* INSTRUCTIONS TO FOLLOW *
Drop every picture, then transcribe the remaining data exactly.

* SOURCE DATA *
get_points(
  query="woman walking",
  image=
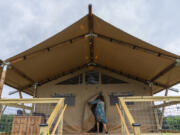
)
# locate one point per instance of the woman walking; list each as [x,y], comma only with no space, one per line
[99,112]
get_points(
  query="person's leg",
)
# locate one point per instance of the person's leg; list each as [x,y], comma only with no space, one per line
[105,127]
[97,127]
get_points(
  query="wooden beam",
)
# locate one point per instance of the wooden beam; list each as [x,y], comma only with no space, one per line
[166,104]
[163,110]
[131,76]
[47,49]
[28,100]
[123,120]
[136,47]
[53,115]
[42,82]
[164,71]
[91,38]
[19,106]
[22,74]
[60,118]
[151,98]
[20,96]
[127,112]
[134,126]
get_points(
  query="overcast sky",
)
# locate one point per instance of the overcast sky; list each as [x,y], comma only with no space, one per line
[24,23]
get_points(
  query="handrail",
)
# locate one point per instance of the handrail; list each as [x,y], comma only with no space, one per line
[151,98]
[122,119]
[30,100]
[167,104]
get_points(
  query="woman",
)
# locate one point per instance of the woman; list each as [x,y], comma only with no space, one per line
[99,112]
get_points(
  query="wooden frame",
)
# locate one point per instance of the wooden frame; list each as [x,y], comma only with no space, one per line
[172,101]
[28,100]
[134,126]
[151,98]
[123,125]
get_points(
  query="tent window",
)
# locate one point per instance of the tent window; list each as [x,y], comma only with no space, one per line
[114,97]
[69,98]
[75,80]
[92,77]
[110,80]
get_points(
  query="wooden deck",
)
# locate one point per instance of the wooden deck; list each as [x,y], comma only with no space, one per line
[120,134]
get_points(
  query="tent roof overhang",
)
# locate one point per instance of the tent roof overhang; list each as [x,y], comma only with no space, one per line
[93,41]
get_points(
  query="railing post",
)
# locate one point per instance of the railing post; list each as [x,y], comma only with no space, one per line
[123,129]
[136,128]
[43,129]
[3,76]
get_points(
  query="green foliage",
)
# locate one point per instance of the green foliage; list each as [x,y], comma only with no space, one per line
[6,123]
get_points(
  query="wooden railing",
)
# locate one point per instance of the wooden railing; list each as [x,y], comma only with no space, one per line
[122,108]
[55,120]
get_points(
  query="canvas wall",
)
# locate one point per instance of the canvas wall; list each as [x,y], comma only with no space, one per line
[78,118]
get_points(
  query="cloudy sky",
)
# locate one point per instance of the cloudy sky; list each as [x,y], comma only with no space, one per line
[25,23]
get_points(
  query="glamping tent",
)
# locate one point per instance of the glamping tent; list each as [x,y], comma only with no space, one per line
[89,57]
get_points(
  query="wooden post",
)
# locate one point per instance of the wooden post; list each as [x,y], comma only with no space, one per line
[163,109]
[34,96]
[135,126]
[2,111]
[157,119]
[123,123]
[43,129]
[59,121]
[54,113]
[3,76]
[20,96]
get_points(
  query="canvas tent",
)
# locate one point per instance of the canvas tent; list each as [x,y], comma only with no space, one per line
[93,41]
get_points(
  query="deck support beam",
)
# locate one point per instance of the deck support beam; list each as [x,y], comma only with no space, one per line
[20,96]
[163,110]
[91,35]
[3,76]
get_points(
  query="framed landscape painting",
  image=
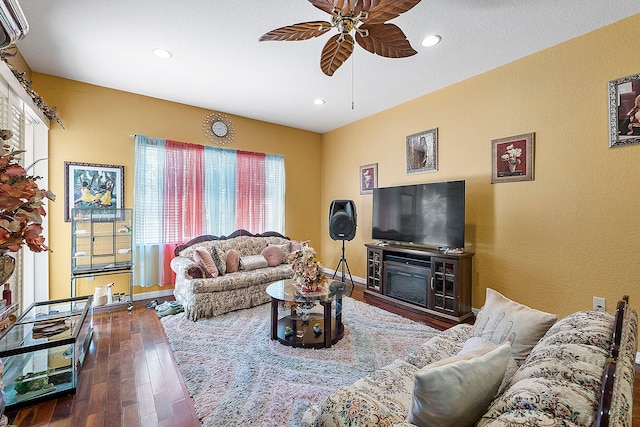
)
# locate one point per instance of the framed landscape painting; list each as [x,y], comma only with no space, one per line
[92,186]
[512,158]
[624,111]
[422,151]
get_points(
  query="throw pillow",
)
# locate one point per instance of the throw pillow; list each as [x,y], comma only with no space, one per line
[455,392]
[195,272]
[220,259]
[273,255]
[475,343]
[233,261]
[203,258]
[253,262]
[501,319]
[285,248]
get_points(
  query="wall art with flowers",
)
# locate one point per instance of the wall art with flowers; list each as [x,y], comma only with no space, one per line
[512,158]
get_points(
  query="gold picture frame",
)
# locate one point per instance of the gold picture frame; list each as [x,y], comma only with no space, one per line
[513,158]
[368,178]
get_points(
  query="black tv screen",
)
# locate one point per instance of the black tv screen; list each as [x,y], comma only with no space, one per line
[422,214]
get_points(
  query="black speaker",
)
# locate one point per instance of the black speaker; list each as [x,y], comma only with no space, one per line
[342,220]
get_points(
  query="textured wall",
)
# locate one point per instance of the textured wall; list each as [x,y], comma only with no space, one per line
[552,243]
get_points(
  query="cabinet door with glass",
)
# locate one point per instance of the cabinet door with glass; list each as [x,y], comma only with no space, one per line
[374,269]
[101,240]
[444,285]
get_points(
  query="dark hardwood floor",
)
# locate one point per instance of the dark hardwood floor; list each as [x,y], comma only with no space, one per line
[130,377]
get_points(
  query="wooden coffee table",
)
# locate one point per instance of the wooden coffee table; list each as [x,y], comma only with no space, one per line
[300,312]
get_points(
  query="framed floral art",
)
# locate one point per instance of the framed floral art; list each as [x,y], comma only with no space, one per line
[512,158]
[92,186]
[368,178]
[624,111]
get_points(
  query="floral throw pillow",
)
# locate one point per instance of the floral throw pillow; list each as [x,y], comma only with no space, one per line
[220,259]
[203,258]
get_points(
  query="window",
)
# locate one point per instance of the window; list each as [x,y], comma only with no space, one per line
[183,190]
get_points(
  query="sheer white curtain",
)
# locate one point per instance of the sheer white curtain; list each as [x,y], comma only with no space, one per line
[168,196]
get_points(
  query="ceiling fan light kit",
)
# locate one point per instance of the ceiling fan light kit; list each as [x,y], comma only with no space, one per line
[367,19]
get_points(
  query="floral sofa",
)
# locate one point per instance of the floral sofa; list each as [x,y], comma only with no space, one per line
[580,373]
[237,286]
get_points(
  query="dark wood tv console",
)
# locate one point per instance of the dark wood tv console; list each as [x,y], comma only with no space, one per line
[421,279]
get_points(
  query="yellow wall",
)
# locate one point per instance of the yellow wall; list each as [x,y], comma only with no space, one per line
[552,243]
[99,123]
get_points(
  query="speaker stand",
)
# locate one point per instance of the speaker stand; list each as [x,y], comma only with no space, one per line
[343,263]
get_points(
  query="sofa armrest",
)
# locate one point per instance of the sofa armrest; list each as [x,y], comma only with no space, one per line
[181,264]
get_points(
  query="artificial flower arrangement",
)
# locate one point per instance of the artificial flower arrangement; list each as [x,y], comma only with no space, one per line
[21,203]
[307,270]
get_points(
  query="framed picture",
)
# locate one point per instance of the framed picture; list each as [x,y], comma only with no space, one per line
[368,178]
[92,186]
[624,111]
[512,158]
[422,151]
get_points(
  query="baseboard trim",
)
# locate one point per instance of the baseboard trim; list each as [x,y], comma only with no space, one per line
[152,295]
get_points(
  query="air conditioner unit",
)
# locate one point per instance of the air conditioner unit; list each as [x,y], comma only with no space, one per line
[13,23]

* RESULT *
get_points(
  query="woman walking",
  image=
)
# locate one point per instance of the woman walking; list each as [x,y], comma only with no space, one per line
[99,112]
get_points(
  query="person's leg",
)
# locate one point per instance of the person's leg; list each as [x,y], comma only with no space, one per line
[105,127]
[97,127]
get_points(
  query="wooden beam",
)
# locate one point per instance of the wooden beam; list each as [x,y], comma only with no space, one per line
[166,104]
[163,110]
[131,76]
[47,49]
[28,100]
[123,120]
[136,47]
[53,115]
[42,82]
[164,71]
[91,38]
[19,106]
[22,74]
[60,118]
[151,98]
[20,96]
[127,112]
[134,126]
get_points(
  query="overcast sky",
)
# locate one point per instance of the overcast sky; list each as [x,y], comma only with no space, one per line
[24,23]
get_points(
  query="handrail",
)
# locate one point per instance of the handrail; list each as [x,y], comma only with no space, one per line
[151,98]
[122,119]
[30,100]
[167,104]
get_points(
  query="woman",
)
# locate one point per instance of the woman; list each as [x,y], comma only with no space, one per line
[99,112]
get_points(
  query="wooden frame",
)
# locate one point per instance of the wooden frame; list each as [x,y], comma only with no space, one per line
[172,101]
[28,100]
[134,126]
[151,98]
[123,125]
get_points(
  query="tent window",
)
# locate one point per instance of the tent window; list each as [x,y], comma only with no space, one per line
[114,97]
[69,98]
[75,80]
[92,77]
[110,80]
get_points(
  query="wooden deck",
)
# locate one point per instance of the wooden deck; list each as [x,y], comma only with no space, one per line
[120,134]
get_points(
  query="tent roof overhang",
)
# locate one point per instance of the tent roof overhang; list each as [x,y], comma only with no space, one per line
[93,41]
get_points(
  query="railing post",
)
# locate one point per instance of the railing post; list each as [x,y], comma only with no space, one per line
[123,129]
[136,128]
[43,129]
[3,76]
get_points(
  query="green foliage",
)
# locate one point per instance of the green foliage; list each as [x,y], comma only with no space, one per line
[6,123]
get_points(
  query="wooden railing",
)
# locate one point per instance of the wooden railing; list each as [x,y], comma only with no space, one per line
[122,108]
[55,120]
get_points(
  query="canvas wall",
)
# locate one point per instance of the canvas wall; list each as [x,y], comma only with no space, one per line
[78,118]
get_points(
  query="cloudy sky",
)
# locate one point per instance of the cloudy sky; list each as [x,y], comma only with no space, one per line
[25,23]
get_points(
  query="glamping tent",
)
# locate one point per instance of the glamping tent; list each as [x,y], comma only with no space, one per line
[89,57]
get_points(
  query="wooden post",
)
# locate one point per instance of the wooden post; list each as [x,y], comma only with no space, one per line
[163,109]
[34,96]
[135,126]
[2,111]
[157,119]
[123,123]
[43,129]
[59,121]
[54,113]
[3,76]
[20,96]
get_points(
  query="canvas tent",
)
# locate one point per instance of the canvas tent; list each as [x,y], comma only with no space, one per line
[93,41]
get_points(
  query="deck support beam",
)
# locate one point per instance of the deck support beam; list each as [x,y], comma only with no space, one per line
[20,96]
[163,110]
[91,35]
[3,76]
get_points(
  query="framed landscape painting",
  image=
)
# locate one point per instance of the framed landscape painting; list each as [x,y], comma only with no space, one per line
[92,186]
[512,158]
[624,111]
[422,151]
get_points(
  query="throw pillow",
)
# locate one point per instance of the throw pillow; list each as [x,y], comma only with no space, one per line
[455,392]
[195,272]
[220,259]
[273,255]
[475,343]
[233,261]
[203,258]
[253,262]
[501,319]
[285,248]
get_points(
  query="wall art with flowers",
)
# locate one point per instance of the wall art with flowers; list each as [x,y], comma only with no space, one per line
[512,158]
get_points(
  query="gold picture frame",
)
# locate one point per instance of the gold picture frame; list each as [x,y], comma only with no space, one per line
[513,158]
[368,178]
get_points(
  query="black tv screen",
)
# locate one point per instance of the black tv screen; list each as [x,y], comma only with no space, one per line
[422,214]
get_points(
  query="black speaker",
)
# locate one point per instance of the black speaker; list each as [x,y], comma only with no space, one per line
[342,220]
get_points(
  query="textured wall",
)
# locate one point per instance of the textured wall; list each as [x,y], comma only with no space, one per line
[552,243]
get_points(
  query="cabinet door with glass",
)
# locate one point per instance of the cabinet door with glass; list each as [x,y], comma only with no space, one per line
[374,269]
[101,240]
[444,285]
get_points(
  query="dark hardwood floor",
)
# locate one point per instance of the dark hardwood floor; list each as [x,y], comma only with no space, one per line
[130,377]
get_points(
  query="wooden coffee table",
)
# locate one point per instance of the wooden coffee table; list each as [x,y], comma only with no space, one per line
[300,312]
get_points(
  query="framed floral art",
)
# locate one point per instance of the framed floral art; list each as [x,y], comma only with no space, one per line
[512,158]
[92,186]
[368,178]
[624,111]
get_points(
  query="floral throw pillow",
)
# locate one point per instance of the floral throw pillow; list each as [x,y], comma only with no space, one per line
[220,259]
[203,258]
get_points(
  query="window",
)
# locate one point per instance of the window; list each as [x,y], comma only with no space, one per line
[183,190]
get_points(
  query="sheer white curtain",
)
# locate one point per instance of the sheer white curtain; list each as [x,y], comma only with no space, one per line
[168,196]
get_points(
  query="ceiling fan light kit",
)
# locate one point per instance of the ceiling fan light kit; list each as [x,y], comma only with no space, one per line
[367,19]
get_points(
  query="floral sofa",
)
# locate one point per instance of the floral sofa; list each as [x,y], comma only with no space, one per line
[580,373]
[237,286]
get_points(
  query="dark wood tv console",
)
# locate one point per instance of the dark wood tv console; list each as [x,y], comma only with no space, one per line
[421,279]
get_points(
  query="yellow wall",
)
# locate one point per instance of the yellow wall; list each as [x,y], comma only with no space, one per line
[552,243]
[99,123]
get_points(
  query="speaker stand",
)
# locate one point per instance of the speaker stand; list each as [x,y], comma only with no space, one per line
[343,263]
get_points(
  query="sofa armrest",
)
# locate one point per instance of the sofa armrest; list each as [x,y], comma only with no space, one per line
[181,264]
get_points(
  query="artificial flower arrangement",
)
# locate one point per instance of the artificial flower arrangement; list each as [x,y], comma only with no space, one per line
[21,203]
[307,270]
get_points(
  query="framed picture",
)
# locate one point per instance of the framed picture; list each as [x,y], comma only with no space, one per line
[368,178]
[92,186]
[624,111]
[512,158]
[422,151]
get_points(
  query="baseboard trim",
)
# locate one point per instance of the baseboard trim; list each as [x,y], comma only with no space, one per line
[152,295]
get_points(
  query="air conditioner unit",
)
# locate one point per instance of the air conditioner unit; list each as [x,y], comma only with no space, one per line
[13,23]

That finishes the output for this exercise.